- Problems to work on -
A. In the Makati election results, reproduce everything from "1963 Makati mayoral" down to "candidate Isidro Sequera.".
B. According to the Makati election results, on what date was the election for the Rizal 1st District representative held?

(Beginning of Text provided)

1963 Makati mayoral election
| Candidate |  | Party | Votes | % |
|  | Maximo B. Estrella | Liberal Party | 28,186 | 77.79 |
|  | Jose Daniel S. Villena Sr. | Nacionalista Party | 8,047 | 22.21 |
| Total |  |  | 36,233 | 100.00 |
|  | Liberal Party hold |  |  |  |
Source: Philippine Commission on Elections

===Vice Mayor===
Incumbent vice mayor Juan Patag won against former vice mayor Tomas Baluyut and independent candidate Isidro Sequera.

1963 Makati vice mayoral election
| Candidate |  | Party | Votes | % |
|  | Juan Patag | Liberal Party | 17,616 | 50.71 |
|  | Tomas A. Baluyut | Nacionalista Party | 10,140 | 29.19 |
|  | Isidro Sequera | Independent | 6,984 | 20.10 |
| Total |  |  | 34,740 | 100.00 |
|  | Liberal Party hold |  |  |  |
Source: Philippine Commission on Elections

===Rizal 1st District Representative===
Rufino Antonio won as 1st congressional district representative against ten other contenders, among them incumbent representative Benedicto Padilla. The election for this position was held on November 14, 1961. This district holds jurisdiction over the Municipality of Makati.

(End of Text provided)
(Beginning of Information provided)

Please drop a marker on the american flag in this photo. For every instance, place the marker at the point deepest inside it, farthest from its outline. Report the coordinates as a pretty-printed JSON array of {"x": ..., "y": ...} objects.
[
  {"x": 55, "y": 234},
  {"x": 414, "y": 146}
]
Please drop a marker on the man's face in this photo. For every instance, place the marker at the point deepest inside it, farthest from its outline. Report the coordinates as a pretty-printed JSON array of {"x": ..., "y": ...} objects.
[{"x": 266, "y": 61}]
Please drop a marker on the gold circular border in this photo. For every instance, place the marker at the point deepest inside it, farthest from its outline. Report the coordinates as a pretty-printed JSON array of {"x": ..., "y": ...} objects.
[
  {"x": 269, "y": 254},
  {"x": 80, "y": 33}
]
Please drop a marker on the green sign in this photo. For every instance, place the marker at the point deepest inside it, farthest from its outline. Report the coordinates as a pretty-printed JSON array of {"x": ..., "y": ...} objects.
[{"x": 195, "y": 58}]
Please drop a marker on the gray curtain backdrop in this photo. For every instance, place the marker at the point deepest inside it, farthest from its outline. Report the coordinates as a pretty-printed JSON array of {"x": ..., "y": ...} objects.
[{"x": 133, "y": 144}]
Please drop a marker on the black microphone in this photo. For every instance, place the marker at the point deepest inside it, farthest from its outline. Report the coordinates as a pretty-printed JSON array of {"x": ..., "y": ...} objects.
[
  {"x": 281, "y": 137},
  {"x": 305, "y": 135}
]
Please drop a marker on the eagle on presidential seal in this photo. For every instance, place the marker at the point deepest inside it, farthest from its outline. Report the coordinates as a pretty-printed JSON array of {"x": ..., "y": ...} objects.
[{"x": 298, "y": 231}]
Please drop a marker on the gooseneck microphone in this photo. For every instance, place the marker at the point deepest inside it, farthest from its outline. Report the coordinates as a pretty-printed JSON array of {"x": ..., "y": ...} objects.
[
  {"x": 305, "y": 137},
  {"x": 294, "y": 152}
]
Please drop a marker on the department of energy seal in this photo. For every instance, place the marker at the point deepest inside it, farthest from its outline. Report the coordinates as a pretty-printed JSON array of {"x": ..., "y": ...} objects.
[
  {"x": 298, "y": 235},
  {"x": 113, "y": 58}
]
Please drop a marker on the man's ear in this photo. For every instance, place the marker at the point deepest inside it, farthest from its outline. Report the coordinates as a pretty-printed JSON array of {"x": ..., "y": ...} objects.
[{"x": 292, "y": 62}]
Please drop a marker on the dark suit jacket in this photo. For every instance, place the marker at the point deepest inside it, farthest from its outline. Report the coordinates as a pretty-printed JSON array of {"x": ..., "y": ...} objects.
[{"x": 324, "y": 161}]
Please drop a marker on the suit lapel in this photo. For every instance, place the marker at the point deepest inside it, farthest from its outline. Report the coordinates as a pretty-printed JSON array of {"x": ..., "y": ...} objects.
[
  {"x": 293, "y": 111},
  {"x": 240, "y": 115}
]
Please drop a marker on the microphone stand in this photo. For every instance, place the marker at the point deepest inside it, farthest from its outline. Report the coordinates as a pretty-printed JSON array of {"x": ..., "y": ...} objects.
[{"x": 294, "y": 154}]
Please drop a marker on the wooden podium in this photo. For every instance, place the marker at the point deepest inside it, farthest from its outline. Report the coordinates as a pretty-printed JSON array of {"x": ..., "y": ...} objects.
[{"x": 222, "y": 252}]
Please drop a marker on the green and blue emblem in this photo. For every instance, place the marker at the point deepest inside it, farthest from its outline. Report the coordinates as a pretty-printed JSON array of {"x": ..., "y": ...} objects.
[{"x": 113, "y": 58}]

(End of Information provided)

- Task answers -
A.
1963 Makati mayoral election
| Candidate |  | Party | Votes | % |
|  | Maximo B. Estrella | Liberal Party | 28,186 | 77.79 |
|  | Jose Daniel S. Villena Sr. | Nacionalista Party | 8,047 | 22.21 |
| Total |  |  | 36,233 | 100.00 |
|  | Liberal Party hold |  |  |  |
Source: Philippine Commission on Elections

===Vice Mayor===
Incumbent vice mayor Juan Patag won against former vice mayor Tomas Baluyut and independent candidate Isidro Sequera.

B. November 14, 1961